What to do>
Reproduce every line of the data below without changing a single character.
--- BEGIN ---
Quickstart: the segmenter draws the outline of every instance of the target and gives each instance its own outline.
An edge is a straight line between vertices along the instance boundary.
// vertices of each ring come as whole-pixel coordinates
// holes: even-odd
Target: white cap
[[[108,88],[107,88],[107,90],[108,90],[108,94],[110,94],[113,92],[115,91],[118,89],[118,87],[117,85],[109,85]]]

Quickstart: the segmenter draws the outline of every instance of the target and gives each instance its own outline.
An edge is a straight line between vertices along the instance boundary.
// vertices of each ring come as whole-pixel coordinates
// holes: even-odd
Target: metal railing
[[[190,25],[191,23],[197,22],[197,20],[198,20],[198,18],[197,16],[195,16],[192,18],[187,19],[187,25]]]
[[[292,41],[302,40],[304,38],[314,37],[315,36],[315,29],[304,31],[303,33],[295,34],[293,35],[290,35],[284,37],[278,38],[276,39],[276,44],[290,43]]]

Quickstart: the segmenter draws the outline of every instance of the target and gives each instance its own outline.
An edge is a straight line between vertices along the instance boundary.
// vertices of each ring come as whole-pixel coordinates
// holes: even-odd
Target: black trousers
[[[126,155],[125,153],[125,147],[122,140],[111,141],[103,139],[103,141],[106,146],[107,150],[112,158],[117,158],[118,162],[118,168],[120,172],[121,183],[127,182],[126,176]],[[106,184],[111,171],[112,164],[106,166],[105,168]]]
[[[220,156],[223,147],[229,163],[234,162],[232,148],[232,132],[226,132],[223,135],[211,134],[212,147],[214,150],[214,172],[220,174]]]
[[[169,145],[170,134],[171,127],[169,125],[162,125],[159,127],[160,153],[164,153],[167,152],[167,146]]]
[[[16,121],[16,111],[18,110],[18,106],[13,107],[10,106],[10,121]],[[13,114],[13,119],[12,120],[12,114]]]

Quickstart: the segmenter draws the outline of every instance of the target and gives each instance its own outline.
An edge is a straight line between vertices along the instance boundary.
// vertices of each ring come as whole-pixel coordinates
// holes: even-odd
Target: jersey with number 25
--- END ---
Worked answer>
Quickstart: the segmenter draws the outline of every instance of the target and gives each instance its own outline.
An edge is a straight line between vertices along the instance boundary.
// vertices of each ring come as whole-pixel coordinates
// holes: even-odd
Target: white cap
[[[108,88],[107,88],[107,90],[108,90],[108,94],[110,94],[113,92],[115,91],[118,89],[118,87],[117,85],[109,85]]]

Quickstart: the segmenter draws the outline of every instance of the target and gives each instance its own outline.
An edge is a straight line between vertices along the instance boundary.
// vertices of each ring come as whole-pixel coordinates
// holes: even-odd
Target: metal railing
[[[190,25],[191,23],[197,22],[197,20],[198,20],[198,18],[197,16],[195,16],[192,18],[187,19],[187,25]]]
[[[292,41],[302,40],[304,38],[314,37],[315,36],[315,29],[304,31],[303,33],[295,34],[293,35],[290,35],[284,37],[278,38],[276,39],[276,44],[290,43]]]

Quickstart: the segmenter draws the outline of every instance of the target and gives each instance its own outline.
An edge is a straight line between vertices along the instance boundary.
// vertices of each ring come as whole-pixel coordinates
// holes: even-odd
Target: black trousers
[[[126,155],[125,153],[125,147],[122,140],[111,141],[103,139],[103,141],[106,146],[107,150],[112,158],[117,158],[118,162],[118,168],[120,172],[121,183],[127,182],[126,176]],[[106,184],[111,171],[112,164],[106,166],[105,168]]]
[[[220,156],[223,147],[229,163],[234,162],[232,148],[232,132],[226,132],[223,135],[211,134],[212,147],[214,150],[214,172],[220,174]]]
[[[169,145],[170,134],[171,127],[169,125],[162,125],[159,127],[160,153],[164,153],[167,152],[167,146]]]
[[[16,121],[16,111],[18,110],[18,106],[13,107],[10,106],[10,121]],[[13,114],[13,119],[12,120],[12,114]]]

Quickstart: the segmenter draws the outline of every instance of the target and gives each instance its own outline.
An edge is a straight line between vertices along the instance boundary.
// vertices of each ring come as whole-pixel coordinates
// holes: even-odd
Target: jersey with number 25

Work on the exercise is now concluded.